**Short exercise A:** Could you reproduce word for word the part of the Central Park walk passage from "The thought of" to "of being away."?
**Short exercise B:** Do these statements agree with the Central Park walk passage? Answer yes or no to each, quoting the words that decide it: (i) The Harlem Meer lies at the northeast corner of Central Park. (ii) Over 300 species of birds visit Central Park annually. (iii) The weekend trip to Star Island is planned for June.
**Short exercise C:** How would the Central Park walk passage go on? Extend it past its final sentence.

──────── Extract provided ────────

The thought of seasons preoccupied me on a long walk through Central Park on a glorious spring (actually summer-like) day last weekend. If you are a hiker and confined to Manhattan wandering through the Ramble – a wooded area of trails in the Park – this provides a sense of being away.  

If you walk further to the northeast corner of Central Park, the Harlem Meer is a tidal wetland surrounded by a path where one can observe ducks, geese, and other birds during various seasons of the year. Actually, Central Park is an ideal place for birdwatchers, since over 200 species of birds visit Central Park annually, finding a place of rest and refuge – particularly during migrations – in a dense urban area.

I have been thinking about birding, since I am joining Eric Masterson on a weekend trip in May to Star Island in the Isles of Shoals, off Portsmouth, to observe the spring migration.

──────── Records ────────

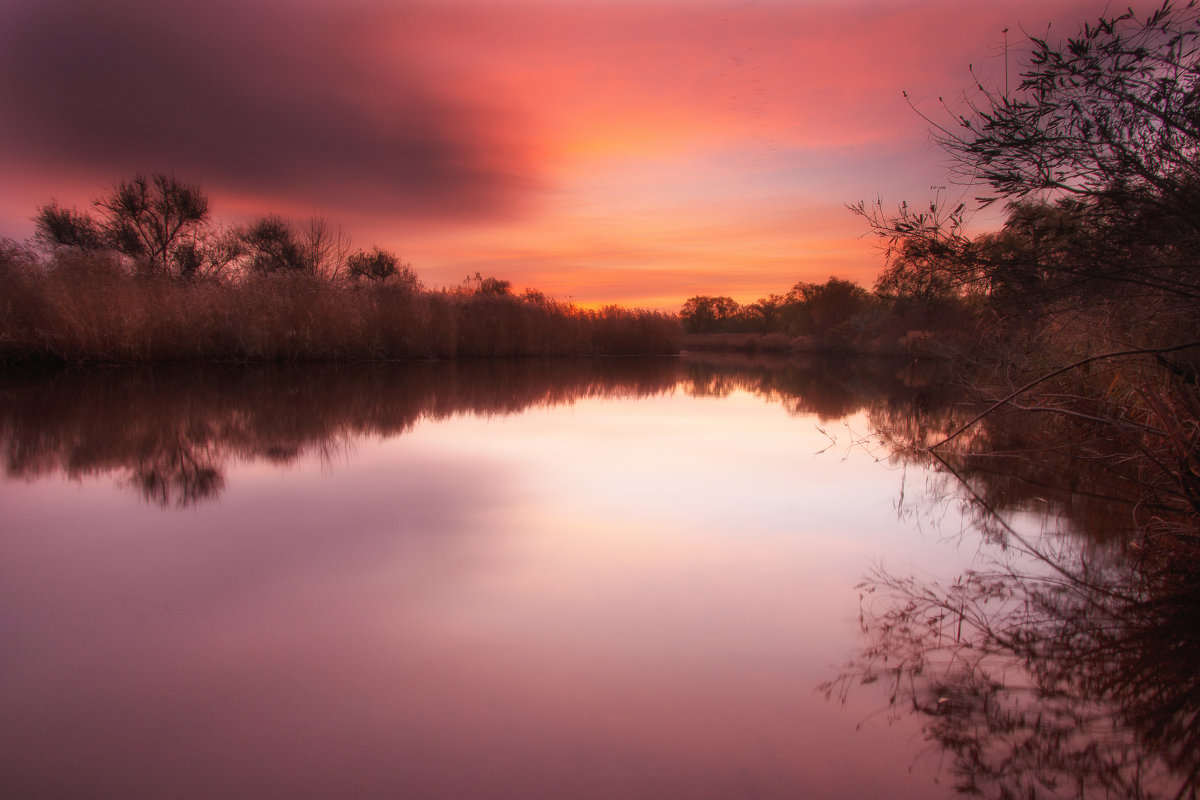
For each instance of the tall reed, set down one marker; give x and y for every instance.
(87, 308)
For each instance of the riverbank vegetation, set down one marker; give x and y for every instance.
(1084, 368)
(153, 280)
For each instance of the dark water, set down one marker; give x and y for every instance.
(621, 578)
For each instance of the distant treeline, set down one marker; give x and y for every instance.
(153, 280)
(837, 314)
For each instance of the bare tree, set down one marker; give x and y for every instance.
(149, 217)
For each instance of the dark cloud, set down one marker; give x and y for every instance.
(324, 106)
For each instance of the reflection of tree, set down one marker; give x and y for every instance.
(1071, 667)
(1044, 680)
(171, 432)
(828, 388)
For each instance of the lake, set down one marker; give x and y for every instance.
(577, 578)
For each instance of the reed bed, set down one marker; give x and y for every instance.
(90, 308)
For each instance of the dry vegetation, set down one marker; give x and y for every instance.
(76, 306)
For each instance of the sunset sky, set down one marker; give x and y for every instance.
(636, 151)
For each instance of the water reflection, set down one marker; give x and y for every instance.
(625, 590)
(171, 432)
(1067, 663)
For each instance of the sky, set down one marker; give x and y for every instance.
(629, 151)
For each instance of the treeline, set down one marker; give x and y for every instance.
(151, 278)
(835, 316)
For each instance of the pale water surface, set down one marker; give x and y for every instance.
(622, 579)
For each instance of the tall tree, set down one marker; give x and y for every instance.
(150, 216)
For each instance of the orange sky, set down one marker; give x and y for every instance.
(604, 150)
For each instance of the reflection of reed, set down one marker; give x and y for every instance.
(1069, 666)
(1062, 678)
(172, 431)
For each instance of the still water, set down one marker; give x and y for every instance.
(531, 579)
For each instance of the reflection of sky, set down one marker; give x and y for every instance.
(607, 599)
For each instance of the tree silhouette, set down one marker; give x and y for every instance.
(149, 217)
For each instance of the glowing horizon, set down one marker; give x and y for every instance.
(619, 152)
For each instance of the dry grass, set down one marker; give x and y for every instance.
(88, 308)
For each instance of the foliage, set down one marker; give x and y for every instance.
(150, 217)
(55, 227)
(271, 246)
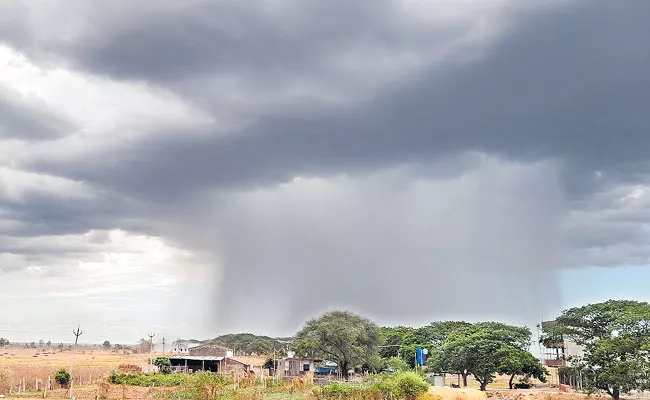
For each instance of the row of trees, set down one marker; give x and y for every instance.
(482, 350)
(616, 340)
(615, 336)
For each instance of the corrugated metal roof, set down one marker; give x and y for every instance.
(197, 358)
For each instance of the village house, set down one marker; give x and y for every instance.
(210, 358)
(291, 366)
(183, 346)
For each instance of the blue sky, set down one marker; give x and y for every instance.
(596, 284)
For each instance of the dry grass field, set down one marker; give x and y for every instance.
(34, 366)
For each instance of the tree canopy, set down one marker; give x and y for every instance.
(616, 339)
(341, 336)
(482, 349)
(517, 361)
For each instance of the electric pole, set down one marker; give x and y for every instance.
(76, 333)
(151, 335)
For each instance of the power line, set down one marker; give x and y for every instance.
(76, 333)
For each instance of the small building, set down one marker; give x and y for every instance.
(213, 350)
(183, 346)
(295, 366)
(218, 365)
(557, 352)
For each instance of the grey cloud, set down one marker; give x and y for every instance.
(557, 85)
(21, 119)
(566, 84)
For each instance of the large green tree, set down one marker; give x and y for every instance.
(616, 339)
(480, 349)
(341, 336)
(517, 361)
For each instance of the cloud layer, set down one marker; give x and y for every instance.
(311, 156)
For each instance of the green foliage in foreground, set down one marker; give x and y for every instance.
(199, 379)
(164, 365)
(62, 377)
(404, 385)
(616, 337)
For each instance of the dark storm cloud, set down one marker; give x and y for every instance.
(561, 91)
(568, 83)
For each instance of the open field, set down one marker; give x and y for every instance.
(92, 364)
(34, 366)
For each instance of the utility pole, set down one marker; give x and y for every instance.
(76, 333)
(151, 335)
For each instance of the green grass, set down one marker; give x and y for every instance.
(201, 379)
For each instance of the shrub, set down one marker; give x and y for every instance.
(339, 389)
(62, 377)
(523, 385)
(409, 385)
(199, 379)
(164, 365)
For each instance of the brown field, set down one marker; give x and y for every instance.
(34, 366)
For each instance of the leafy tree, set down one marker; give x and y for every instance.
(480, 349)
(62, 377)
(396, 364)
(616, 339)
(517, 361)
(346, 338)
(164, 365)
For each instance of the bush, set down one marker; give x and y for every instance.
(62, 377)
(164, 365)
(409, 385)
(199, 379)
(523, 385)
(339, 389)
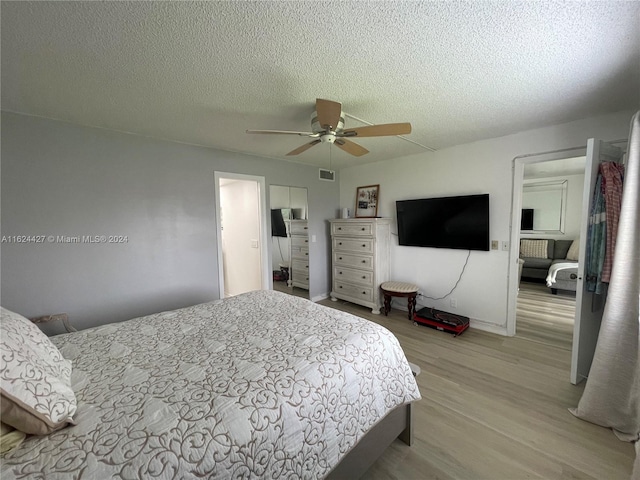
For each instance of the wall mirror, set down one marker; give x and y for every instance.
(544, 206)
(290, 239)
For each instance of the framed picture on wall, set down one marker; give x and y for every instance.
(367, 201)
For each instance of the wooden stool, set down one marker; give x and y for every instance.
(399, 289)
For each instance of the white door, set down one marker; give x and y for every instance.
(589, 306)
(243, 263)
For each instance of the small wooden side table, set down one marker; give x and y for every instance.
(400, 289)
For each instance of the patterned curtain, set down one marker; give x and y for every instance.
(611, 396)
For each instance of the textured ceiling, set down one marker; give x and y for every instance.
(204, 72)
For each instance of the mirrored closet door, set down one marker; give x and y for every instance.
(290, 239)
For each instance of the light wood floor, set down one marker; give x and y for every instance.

────────

**Response A:**
The thought of seasons preoccupied me on a long walk through Central Park on a glorious spring (actually summer-like) day last weekend. If you are a hiker and confined to Manhattan wandering through the Ramble – a wooded area of trails in the Park – this provides a sense of being away.

**Response B:**
(i) Yes: "If you walk further to the northeast corner of Central Park, the Harlem Meer is a tidal wetland"
(ii) No: "over 200 species of birds visit Central Park annually"
(iii) No: "a weekend trip in May to Star Island"

**Response C:**
Eric is the author of "Birdwatching in New Hampshire" (University of New England Press, 2013) and works in the field of environmental conservation at the Harris Center for Conservation in Hancock. In early September 2016, Eric left from Hancock and rode his bicycle to South America following the broad-winged hawk migration route. He covered 5,000 miles, crossed five time zones and 40 degrees of latitude on that trip.

Star Island, where we will be, is one of the nine islands that comprise the Isle of Shoals. The islands are shared between Maine and New Hampshire and those in New Hampshire include Star, Seavey, White, and Lunging (aka Londoners).

We will be birding on Star Island’s 46 acres because it has few trees and “consists mostly of low scrub and shrubs, so most birds are observed at eye level.”  As Eric writes in his book: “By the time these birds (30 species of warblers) reach New Hampshire in the spring, many are at the end of a long, arduous trek from Central or South America. Of the millions that stream north across the continent, some inevitably get disoriented and discover themselves over the ocean. These birds must find land before they run out of energy and perish. Islands function like a magnet for birds caught in such situations.”

Spring is when there are pussywillows on the table and maple syrup and walnuts warmed and served on ice cream. Spring is when the hall closet is finally manageable because the heavy and often puffy winter coats have been stored away. Spring is when you smile when you begin to see green plants pushing up through the wet earth. Spring is when the warblers begin to return to New Hampshire.

Imagine life without spring.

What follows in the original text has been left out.